*Teks Bacaan:*
JAKARTA - Direktorat Reserse Siber Polda Metro Jaya mengungkap dugaan penyebaran informasi bohong atau hoaks melalui media sosial. Dalam perkara tersebut, penyidik menangkap seorang perempuan berinisial DM (45), warga Kabupaten Ciamis, Jawa Barat, yang diduga mengunggah konten berisi informasi tidak benar terkait ajakan demonstrasi menjelang 17 Agustus 2026.
Direktur Reserse Siber Polda Metro Jaya Kombes R. Bagoes Wibisono menjelaskan bahwa pengungkapan perkara tersebut berawal dari patroli siber rutin yang kemudian ditindaklanjuti dengan analisis digital dan penelusuran jejak elektronik.
"Dalam patroli siber, anggota menemukan konten yang kebenarannya perlu diverifikasi. Setelah dilakukan pendalaman, informasi tersebut diketahui tidak memiliki dasar fakta dan berpotensi menimbulkan keresahan di masyarakat," kata Bagoes kepada awak media, Rabu (5/8/2026).

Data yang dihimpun

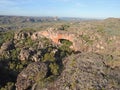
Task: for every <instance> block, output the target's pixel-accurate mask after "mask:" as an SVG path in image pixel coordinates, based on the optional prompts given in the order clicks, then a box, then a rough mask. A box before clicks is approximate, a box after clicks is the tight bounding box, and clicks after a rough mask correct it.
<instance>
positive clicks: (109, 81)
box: [34, 53, 120, 90]
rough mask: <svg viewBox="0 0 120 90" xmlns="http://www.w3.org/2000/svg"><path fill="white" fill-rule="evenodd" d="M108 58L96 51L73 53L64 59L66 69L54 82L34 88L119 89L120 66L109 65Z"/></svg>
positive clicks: (96, 89) (106, 56) (56, 89)
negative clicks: (83, 52)
mask: <svg viewBox="0 0 120 90" xmlns="http://www.w3.org/2000/svg"><path fill="white" fill-rule="evenodd" d="M108 58H109V56H105V57H104V55H99V54H95V53H81V54H77V55H71V56H69V57H68V58H66V59H64V60H63V63H64V66H65V69H64V71H63V72H62V73H61V75H60V76H59V77H58V78H57V79H56V80H55V81H54V82H51V83H49V84H48V85H47V86H45V87H43V88H40V86H39V84H38V85H36V86H37V87H36V89H34V90H103V89H104V90H119V89H120V84H119V81H120V73H119V70H120V67H114V68H111V66H108V64H107V63H108V62H109V59H108ZM118 62H119V61H118Z"/></svg>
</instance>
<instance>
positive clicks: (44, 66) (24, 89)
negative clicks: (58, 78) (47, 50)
mask: <svg viewBox="0 0 120 90" xmlns="http://www.w3.org/2000/svg"><path fill="white" fill-rule="evenodd" d="M46 73H47V66H46V65H45V64H44V63H41V62H35V63H31V64H29V65H28V66H27V68H25V69H24V70H23V71H22V72H21V73H20V74H19V75H18V77H17V82H16V90H28V88H30V87H31V86H32V85H33V84H34V83H35V82H37V81H39V80H41V79H43V78H44V77H45V76H46Z"/></svg>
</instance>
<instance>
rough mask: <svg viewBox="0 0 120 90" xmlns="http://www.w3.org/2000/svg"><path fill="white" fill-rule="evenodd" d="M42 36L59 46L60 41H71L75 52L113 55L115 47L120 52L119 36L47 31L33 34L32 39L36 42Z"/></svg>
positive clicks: (86, 30)
mask: <svg viewBox="0 0 120 90" xmlns="http://www.w3.org/2000/svg"><path fill="white" fill-rule="evenodd" d="M41 36H42V37H46V38H48V39H50V40H52V41H53V42H54V43H55V44H58V45H60V44H61V43H60V39H66V40H69V41H71V42H72V43H73V45H72V46H71V47H70V48H72V49H73V50H75V51H82V52H97V53H98V52H111V53H112V50H116V49H115V47H116V48H117V49H118V50H120V48H119V45H120V43H119V39H120V37H119V36H107V35H104V34H101V33H99V32H98V31H88V30H84V31H82V30H81V31H79V33H77V34H76V33H71V32H67V31H60V30H57V31H56V30H46V31H39V32H35V33H33V35H32V36H31V39H32V40H36V39H38V38H39V37H41ZM110 50H111V51H110ZM115 53H116V52H115Z"/></svg>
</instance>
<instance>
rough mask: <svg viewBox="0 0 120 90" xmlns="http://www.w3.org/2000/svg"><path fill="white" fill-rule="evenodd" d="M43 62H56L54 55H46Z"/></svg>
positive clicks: (45, 55) (46, 54) (50, 53)
mask: <svg viewBox="0 0 120 90" xmlns="http://www.w3.org/2000/svg"><path fill="white" fill-rule="evenodd" d="M42 60H43V62H47V61H50V62H54V61H55V57H54V53H53V52H51V53H46V54H45V55H44V57H43V59H42Z"/></svg>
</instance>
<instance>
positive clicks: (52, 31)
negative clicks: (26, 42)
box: [31, 30, 79, 51]
mask: <svg viewBox="0 0 120 90" xmlns="http://www.w3.org/2000/svg"><path fill="white" fill-rule="evenodd" d="M40 36H44V37H46V38H49V39H51V40H52V41H53V42H54V43H55V44H58V45H59V44H61V43H60V39H66V40H69V41H71V42H72V43H73V45H72V46H71V47H70V48H72V49H74V50H75V51H78V50H79V47H77V44H78V42H76V40H77V38H76V34H73V33H69V32H66V31H53V30H48V31H47V30H46V31H39V32H35V33H34V34H33V35H32V36H31V38H32V39H33V40H35V39H37V38H39V37H40Z"/></svg>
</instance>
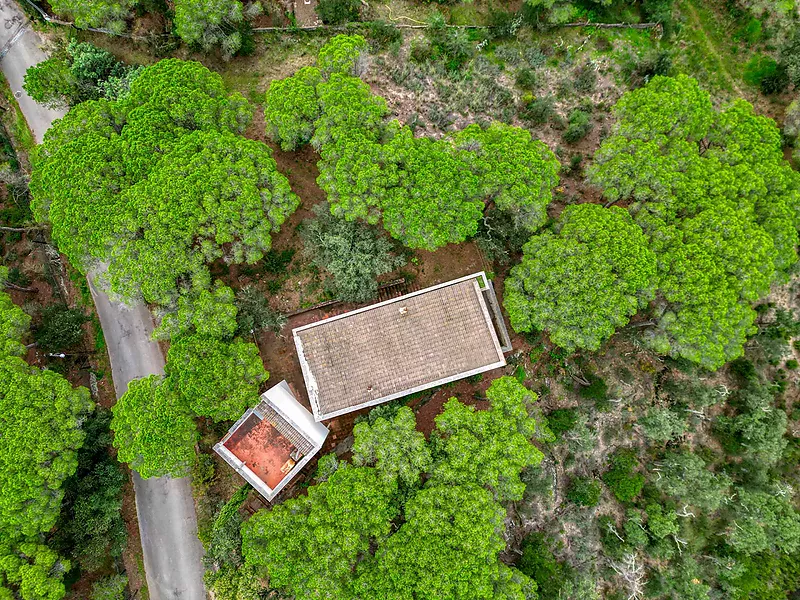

*Petunjuk Pengerjaan:*
1. Kutiplah bagian teks bacaan tentang pengungkapan hoaks itu, mulai dari "JAKARTA - Direktorat" dan berakhir pada "media, Rabu (5/8/2026).".
2. Ringkaslah berita tentang penangkapan penyebar hoaks itu dalam dua kalimat.
3. Lanjutkan berita tentang penangkapan penyebar hoaks ajakan demonstrasi itu, dimulai setelah kalimat terakhirnya.
Baris-baris data tersebut diambil dari sumber lain.

*Kunci Jawaban:*
1.
JAKARTA - Direktorat Reserse Siber Polda Metro Jaya mengungkap dugaan penyebaran informasi bohong atau hoaks melalui media sosial. Dalam perkara tersebut, penyidik menangkap seorang perempuan berinisial DM (45), warga Kabupaten Ciamis, Jawa Barat, yang diduga mengunggah konten berisi informasi tidak benar terkait ajakan demonstrasi menjelang 17 Agustus 2026.
Direktur Reserse Siber Polda Metro Jaya Kombes R. Bagoes Wibisono menjelaskan bahwa pengungkapan perkara tersebut berawal dari patroli siber rutin yang kemudian ditindaklanjuti dengan analisis digital dan penelusuran jejak elektronik.
"Dalam patroli siber, anggota menemukan konten yang kebenarannya perlu diverifikasi. Setelah dilakukan pendalaman, informasi tersebut diketahui tidak memiliki dasar fakta dan berpotensi menimbulkan keresahan di masyarakat," kata Bagoes kepada awak media, Rabu (5/8/2026).

2. Direktorat Reserse Siber Polda Metro Jaya menangkap DM (45), perempuan warga Kabupaten Ciamis, Jawa Barat, yang diduga mengunggah informasi tidak benar terkait ajakan demonstrasi menjelang 17 Agustus 2026. Menurut Kombes R. Bagoes Wibisono, perkara ini terungkap dari patroli siber rutin yang ditindaklanjuti dengan analisis digital dan penelusuran jejak elektronik, dan informasi itu tidak memiliki dasar fakta serta berpotensi menimbulkan keresahan di masyarakat.

3.
Hasil penyelidikan mengarah kepada DM yang berada di Kabupaten Ciamis, Jawa Barat. Direktorat Reserse Siber Polda Metro Jaya kemudian berkoordinasi dengan Polres Ciamis dan mengamankan yang bersangkutan di kediamannya.
Dalam pemeriksaan awal, DM mengakui sebagai pemilik akun tersebut. Penyidik turut mengamankan barang bukti berupa satu unit telepon seluler, satu akun TikTok, satu kartu SIM, dan satu akun surat elektronik (e-mail) yang diduga digunakan dalam tindak pidana tersebut.
Sementara itu, Kabid Humas Polda Metro Jaya Kombes Budi Hermanto membenarkan penanganan perkara tersebut. Menurutnya, tersangka beserta barang bukti telah dibawa ke Direktorat Reserse Siber Polda Metro Jaya untuk menjalani proses penyidikan lebih lanjut.